*PROVIDED RECORDS*.
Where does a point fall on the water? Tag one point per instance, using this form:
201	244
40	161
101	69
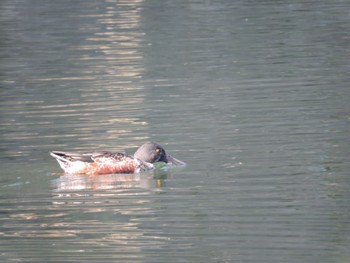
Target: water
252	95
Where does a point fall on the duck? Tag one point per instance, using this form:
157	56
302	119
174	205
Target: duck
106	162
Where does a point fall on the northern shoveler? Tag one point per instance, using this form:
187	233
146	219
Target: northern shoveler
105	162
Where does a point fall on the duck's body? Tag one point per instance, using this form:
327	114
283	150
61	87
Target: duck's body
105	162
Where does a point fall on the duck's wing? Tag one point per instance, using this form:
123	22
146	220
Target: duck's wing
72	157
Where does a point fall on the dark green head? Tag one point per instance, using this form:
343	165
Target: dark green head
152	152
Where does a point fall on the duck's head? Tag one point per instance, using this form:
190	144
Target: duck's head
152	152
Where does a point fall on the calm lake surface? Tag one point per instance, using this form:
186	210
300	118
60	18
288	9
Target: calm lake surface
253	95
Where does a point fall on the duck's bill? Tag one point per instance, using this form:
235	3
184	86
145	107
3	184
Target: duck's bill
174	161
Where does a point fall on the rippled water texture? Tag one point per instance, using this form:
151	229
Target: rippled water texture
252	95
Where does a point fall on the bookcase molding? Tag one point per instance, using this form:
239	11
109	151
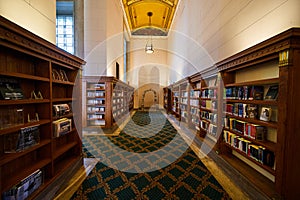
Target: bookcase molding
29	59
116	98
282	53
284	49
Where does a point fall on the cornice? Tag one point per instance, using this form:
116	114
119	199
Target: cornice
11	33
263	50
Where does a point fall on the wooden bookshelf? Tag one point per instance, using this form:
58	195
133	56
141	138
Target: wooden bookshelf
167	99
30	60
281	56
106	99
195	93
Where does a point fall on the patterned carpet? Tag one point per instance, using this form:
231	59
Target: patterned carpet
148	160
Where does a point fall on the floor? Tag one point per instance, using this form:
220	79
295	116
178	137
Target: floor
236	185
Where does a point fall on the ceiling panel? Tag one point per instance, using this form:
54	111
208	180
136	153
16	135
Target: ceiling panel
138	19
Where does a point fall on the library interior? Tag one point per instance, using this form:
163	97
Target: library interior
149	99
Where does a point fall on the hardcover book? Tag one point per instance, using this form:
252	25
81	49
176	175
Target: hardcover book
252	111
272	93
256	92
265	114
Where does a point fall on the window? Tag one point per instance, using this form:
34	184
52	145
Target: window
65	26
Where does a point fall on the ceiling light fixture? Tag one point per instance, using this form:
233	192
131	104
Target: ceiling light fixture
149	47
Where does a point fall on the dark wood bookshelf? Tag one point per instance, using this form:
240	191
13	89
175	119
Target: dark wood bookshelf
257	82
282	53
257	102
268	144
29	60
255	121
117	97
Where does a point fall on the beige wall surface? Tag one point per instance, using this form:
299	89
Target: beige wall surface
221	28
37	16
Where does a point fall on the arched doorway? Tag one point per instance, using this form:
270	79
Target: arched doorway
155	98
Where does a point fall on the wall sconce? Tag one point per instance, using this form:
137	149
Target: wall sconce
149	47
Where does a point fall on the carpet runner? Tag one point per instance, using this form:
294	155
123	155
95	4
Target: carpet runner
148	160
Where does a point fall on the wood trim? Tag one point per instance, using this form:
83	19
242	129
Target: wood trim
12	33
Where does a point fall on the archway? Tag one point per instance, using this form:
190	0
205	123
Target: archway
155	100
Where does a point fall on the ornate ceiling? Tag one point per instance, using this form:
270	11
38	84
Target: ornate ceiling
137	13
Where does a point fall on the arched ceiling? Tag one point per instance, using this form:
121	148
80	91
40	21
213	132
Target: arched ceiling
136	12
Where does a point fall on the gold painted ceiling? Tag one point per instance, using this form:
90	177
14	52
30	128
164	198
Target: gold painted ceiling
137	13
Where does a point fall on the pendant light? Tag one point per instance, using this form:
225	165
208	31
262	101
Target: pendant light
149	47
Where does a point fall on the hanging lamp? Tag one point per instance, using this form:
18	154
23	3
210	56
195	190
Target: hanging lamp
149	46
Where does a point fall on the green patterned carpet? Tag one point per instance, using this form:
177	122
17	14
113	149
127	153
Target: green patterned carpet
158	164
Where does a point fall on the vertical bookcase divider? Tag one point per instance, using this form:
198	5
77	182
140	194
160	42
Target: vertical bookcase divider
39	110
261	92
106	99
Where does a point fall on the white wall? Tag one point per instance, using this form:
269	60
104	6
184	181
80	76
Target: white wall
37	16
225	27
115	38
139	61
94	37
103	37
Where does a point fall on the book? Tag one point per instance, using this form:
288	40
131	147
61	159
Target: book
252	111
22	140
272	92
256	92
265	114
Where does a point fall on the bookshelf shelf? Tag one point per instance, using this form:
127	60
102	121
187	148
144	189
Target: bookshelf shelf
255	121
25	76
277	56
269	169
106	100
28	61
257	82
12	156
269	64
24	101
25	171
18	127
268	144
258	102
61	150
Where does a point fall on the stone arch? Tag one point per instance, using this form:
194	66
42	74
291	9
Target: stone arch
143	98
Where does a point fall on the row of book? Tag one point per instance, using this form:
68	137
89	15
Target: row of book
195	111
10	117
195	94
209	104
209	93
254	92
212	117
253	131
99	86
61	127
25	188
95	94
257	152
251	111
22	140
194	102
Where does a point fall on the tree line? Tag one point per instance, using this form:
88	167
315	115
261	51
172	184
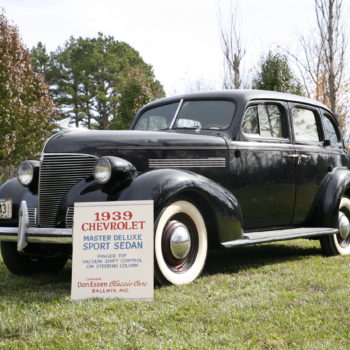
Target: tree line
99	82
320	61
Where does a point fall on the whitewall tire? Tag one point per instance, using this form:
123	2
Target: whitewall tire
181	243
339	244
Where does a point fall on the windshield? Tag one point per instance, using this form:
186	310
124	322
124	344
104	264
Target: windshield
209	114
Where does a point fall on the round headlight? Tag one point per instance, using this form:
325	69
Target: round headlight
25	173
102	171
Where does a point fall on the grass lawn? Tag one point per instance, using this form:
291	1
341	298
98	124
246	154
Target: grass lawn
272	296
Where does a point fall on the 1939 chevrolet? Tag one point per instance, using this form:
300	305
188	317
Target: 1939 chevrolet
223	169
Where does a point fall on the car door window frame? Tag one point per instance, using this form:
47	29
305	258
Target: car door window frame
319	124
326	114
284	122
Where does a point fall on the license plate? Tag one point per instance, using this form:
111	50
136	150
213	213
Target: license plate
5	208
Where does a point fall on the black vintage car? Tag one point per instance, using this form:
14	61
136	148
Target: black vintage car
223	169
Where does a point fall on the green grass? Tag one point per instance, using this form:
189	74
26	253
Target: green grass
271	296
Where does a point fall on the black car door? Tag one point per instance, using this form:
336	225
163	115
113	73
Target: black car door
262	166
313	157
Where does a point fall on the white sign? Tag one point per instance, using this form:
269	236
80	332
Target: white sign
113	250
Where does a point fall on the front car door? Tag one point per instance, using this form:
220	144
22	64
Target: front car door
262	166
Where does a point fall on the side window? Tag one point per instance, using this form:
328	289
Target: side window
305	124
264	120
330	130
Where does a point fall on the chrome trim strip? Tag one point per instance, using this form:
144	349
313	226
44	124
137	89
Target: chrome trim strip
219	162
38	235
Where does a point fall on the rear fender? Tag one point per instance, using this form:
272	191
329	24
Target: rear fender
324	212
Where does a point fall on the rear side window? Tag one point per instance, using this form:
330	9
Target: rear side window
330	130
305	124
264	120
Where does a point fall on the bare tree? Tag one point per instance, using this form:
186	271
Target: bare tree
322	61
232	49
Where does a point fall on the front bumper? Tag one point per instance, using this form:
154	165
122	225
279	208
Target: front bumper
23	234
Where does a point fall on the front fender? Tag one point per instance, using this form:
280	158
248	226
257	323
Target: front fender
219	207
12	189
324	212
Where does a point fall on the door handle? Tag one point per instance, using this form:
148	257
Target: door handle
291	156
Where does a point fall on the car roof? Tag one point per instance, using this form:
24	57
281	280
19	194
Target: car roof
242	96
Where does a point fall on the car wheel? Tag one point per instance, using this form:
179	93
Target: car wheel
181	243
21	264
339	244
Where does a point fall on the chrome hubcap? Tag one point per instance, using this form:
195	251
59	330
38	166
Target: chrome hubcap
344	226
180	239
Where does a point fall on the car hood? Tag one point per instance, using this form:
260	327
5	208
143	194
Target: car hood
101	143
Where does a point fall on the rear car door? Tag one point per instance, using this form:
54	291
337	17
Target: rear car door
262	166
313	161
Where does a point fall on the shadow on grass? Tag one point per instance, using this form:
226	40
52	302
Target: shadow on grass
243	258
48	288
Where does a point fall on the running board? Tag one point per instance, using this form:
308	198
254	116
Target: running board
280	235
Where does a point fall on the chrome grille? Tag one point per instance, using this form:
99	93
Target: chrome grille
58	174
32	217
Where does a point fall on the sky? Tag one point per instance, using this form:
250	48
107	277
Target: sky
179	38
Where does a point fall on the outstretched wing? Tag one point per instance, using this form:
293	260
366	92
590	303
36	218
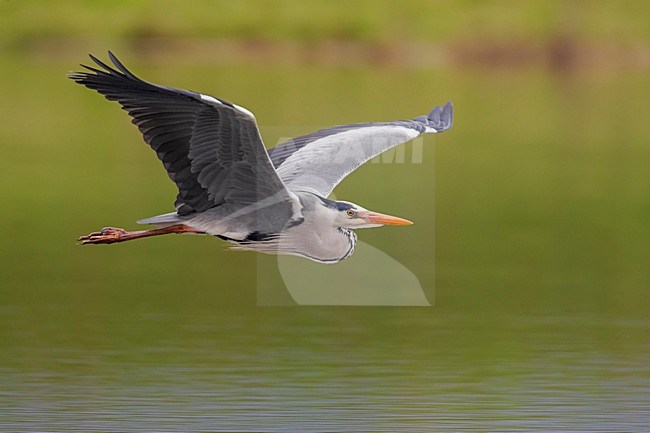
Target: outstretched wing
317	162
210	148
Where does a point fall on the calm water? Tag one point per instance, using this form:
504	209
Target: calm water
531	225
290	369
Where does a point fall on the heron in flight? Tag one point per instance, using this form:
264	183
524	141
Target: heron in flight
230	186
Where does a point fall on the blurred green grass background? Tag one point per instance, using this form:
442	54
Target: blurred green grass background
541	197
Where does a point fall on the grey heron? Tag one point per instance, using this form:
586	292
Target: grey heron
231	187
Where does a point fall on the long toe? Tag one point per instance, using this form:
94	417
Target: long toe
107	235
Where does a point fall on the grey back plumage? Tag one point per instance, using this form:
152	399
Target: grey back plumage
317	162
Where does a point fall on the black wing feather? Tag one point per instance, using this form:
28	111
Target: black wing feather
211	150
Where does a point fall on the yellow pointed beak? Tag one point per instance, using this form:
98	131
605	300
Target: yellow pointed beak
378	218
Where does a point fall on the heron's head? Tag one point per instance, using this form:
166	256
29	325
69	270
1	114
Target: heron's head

*TASK TO CARRY OUT*.
Repeat, exactly and only, the lines above from the one containing "Where does a point fall on the long" through the end of the material.

*WRITTEN SOLUTION*.
Where does a point fall on the long toe? Tag one point per instance, using this form:
94	417
Target: long toe
107	235
Where does a point fall on the grey back plumage? Tag one point per instance, using this form:
152	399
Target: grey back plumage
317	162
Where does a point fall on the black wing feather? Tag one point per instance, using this form:
28	111
Target: black wing feather
211	150
Where does a point fall on the yellow pointed beak? Tag one point per instance, using this form:
98	131
605	300
Target: yellow pointed beak
378	218
Where does a point fall on the heron's head? Tag one point per instance, using this form:
166	256
29	325
69	270
1	114
Target: heron's head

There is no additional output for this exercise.